> _GIVEN PROBLEM_
Reproduce, character for character, the portion of the entries below that opens with the line containing "trace: bare twig" and closes with the line containing "5 72 L 6 72". Include both of those lines.

============

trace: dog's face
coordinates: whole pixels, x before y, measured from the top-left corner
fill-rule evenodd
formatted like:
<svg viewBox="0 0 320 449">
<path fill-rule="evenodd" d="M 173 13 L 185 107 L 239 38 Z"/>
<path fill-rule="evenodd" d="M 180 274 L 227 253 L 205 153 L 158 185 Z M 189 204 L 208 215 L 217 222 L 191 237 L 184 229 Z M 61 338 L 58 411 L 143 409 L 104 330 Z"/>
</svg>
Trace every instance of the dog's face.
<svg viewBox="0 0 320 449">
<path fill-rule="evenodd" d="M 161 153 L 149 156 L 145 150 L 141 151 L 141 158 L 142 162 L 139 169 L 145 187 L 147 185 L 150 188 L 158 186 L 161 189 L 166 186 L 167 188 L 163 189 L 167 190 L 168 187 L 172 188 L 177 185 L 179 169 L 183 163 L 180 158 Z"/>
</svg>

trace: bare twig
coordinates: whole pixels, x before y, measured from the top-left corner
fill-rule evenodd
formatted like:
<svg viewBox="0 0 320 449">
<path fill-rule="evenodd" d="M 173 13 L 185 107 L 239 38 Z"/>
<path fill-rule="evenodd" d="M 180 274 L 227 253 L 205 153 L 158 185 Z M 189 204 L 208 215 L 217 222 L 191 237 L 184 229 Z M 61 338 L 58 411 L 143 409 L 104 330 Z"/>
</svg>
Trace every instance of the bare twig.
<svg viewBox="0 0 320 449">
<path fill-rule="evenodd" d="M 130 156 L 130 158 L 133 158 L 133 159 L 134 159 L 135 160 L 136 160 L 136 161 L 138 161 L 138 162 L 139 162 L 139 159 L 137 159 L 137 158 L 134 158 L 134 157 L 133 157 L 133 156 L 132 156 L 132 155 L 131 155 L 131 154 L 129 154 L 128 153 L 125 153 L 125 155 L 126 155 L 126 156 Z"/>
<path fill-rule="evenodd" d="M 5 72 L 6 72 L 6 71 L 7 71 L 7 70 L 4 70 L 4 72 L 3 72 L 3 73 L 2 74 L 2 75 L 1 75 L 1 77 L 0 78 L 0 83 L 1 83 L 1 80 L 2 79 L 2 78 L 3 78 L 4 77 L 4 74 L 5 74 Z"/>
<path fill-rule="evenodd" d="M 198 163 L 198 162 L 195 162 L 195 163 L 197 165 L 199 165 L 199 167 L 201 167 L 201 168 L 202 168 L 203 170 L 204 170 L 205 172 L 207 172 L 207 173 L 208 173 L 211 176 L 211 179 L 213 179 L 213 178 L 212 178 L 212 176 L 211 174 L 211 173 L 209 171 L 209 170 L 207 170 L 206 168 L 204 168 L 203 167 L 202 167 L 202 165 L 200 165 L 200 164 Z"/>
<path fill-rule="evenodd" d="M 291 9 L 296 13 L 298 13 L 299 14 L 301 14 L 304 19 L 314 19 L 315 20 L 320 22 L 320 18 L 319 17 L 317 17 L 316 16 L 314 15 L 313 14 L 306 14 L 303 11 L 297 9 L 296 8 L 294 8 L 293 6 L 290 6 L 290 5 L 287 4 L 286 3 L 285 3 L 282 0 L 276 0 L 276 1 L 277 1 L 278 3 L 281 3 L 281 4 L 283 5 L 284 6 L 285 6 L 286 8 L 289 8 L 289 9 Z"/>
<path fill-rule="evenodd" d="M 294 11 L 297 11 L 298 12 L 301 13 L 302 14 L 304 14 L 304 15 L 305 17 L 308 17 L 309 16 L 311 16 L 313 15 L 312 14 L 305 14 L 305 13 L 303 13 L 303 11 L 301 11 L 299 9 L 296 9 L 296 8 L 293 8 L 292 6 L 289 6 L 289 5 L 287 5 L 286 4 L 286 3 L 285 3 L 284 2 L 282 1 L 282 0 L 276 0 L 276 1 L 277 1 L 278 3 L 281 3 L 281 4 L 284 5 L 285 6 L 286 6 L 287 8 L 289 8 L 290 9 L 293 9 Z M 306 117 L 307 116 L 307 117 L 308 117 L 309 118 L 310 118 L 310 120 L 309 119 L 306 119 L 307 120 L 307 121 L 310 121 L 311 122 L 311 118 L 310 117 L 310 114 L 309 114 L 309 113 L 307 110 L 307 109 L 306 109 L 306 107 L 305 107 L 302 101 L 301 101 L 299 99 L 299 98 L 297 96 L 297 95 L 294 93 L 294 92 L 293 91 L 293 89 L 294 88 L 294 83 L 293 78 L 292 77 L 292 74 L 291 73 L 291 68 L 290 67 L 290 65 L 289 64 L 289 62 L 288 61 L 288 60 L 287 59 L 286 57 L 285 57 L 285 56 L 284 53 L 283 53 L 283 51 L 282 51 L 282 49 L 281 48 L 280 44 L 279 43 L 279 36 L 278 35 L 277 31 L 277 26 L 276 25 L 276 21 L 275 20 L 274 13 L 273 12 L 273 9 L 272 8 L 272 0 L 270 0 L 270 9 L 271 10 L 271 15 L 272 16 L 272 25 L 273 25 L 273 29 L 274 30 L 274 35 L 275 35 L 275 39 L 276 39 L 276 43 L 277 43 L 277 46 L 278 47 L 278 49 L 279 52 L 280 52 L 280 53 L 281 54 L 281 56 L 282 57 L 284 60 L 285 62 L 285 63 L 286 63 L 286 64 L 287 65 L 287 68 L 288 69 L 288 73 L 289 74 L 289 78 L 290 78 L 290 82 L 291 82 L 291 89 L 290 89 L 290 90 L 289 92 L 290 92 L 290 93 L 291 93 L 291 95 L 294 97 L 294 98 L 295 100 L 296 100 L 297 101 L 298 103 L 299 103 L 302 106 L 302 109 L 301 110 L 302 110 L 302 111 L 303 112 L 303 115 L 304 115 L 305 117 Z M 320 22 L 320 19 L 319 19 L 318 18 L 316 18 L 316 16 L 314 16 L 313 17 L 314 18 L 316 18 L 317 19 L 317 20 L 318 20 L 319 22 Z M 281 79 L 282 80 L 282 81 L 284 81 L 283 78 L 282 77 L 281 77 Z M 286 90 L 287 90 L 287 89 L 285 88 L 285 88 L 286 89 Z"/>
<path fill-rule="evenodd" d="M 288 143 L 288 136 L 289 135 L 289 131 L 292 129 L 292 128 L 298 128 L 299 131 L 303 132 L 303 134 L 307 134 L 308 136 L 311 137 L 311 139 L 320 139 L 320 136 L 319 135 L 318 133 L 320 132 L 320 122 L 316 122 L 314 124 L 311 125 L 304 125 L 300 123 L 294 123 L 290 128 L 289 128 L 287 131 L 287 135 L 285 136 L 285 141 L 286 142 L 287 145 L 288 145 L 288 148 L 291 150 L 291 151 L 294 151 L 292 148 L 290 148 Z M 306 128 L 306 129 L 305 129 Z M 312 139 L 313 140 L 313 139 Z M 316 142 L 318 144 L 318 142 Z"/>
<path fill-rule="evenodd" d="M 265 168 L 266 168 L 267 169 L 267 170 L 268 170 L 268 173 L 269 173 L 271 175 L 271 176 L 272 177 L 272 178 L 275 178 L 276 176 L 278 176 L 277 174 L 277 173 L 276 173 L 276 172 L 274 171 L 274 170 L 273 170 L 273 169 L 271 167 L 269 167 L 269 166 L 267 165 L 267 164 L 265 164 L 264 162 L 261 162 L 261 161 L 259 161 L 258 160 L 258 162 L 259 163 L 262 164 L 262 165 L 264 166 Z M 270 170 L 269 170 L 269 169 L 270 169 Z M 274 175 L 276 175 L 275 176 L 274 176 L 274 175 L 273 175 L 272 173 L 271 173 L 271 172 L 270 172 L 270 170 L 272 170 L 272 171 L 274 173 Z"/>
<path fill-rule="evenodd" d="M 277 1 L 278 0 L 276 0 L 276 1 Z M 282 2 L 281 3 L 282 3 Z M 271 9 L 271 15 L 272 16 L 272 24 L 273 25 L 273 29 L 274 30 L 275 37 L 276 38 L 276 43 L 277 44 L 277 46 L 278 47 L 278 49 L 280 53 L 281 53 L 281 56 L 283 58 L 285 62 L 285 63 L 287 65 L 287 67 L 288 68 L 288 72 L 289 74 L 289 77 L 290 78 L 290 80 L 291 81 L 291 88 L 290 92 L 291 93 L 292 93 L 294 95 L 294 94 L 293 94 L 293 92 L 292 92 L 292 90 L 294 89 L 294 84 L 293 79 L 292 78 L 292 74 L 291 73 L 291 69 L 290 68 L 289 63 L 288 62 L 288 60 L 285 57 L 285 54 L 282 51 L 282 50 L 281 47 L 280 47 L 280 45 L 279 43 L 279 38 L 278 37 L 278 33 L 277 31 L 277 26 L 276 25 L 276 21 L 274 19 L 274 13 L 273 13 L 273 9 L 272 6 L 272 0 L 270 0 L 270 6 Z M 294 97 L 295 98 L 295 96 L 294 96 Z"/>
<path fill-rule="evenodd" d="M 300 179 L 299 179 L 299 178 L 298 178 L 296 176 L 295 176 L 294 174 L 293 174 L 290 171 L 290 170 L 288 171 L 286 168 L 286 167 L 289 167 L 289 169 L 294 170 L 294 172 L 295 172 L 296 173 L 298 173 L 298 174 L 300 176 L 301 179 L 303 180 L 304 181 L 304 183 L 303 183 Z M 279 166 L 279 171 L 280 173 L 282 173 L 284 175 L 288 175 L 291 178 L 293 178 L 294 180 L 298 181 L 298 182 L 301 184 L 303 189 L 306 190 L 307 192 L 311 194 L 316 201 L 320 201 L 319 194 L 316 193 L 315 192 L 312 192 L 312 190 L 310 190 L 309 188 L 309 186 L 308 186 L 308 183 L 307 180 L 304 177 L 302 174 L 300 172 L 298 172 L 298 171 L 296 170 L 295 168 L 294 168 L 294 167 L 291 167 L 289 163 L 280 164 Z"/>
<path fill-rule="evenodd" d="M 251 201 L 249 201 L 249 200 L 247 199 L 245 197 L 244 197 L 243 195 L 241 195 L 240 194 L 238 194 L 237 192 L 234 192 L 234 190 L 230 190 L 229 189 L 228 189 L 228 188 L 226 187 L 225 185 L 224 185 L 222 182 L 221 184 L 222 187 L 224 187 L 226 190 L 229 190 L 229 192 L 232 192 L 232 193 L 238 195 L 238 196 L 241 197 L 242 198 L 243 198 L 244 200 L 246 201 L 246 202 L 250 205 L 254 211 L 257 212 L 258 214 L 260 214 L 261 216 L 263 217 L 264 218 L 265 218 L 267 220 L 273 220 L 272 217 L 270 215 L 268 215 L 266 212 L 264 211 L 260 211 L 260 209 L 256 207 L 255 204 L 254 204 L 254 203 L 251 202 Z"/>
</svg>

============

> _TASK ANSWER_
trace: bare twig
coordinates: whole pixels, x before y, measured from the top-left corner
fill-rule evenodd
formatted like:
<svg viewBox="0 0 320 449">
<path fill-rule="evenodd" d="M 173 13 L 185 107 L 239 38 Z"/>
<path fill-rule="evenodd" d="M 180 274 L 227 253 L 205 153 L 158 185 Z M 189 204 L 208 215 L 217 222 L 191 237 L 184 229 Z M 61 338 L 58 411 L 143 409 L 104 330 Z"/>
</svg>
Trace every instance of the bare twig.
<svg viewBox="0 0 320 449">
<path fill-rule="evenodd" d="M 130 156 L 130 158 L 133 158 L 133 159 L 134 159 L 135 160 L 136 160 L 136 161 L 138 161 L 138 162 L 139 162 L 139 159 L 137 159 L 137 158 L 134 158 L 134 157 L 133 157 L 133 156 L 132 156 L 132 155 L 131 155 L 131 154 L 129 154 L 128 153 L 125 153 L 125 155 L 126 155 L 126 156 Z"/>
<path fill-rule="evenodd" d="M 5 72 L 6 72 L 6 71 L 7 71 L 7 70 L 4 70 L 4 72 L 3 72 L 3 73 L 2 74 L 2 75 L 1 75 L 1 77 L 0 78 L 0 83 L 1 83 L 1 80 L 2 79 L 2 78 L 3 78 L 4 77 L 4 74 L 5 74 Z"/>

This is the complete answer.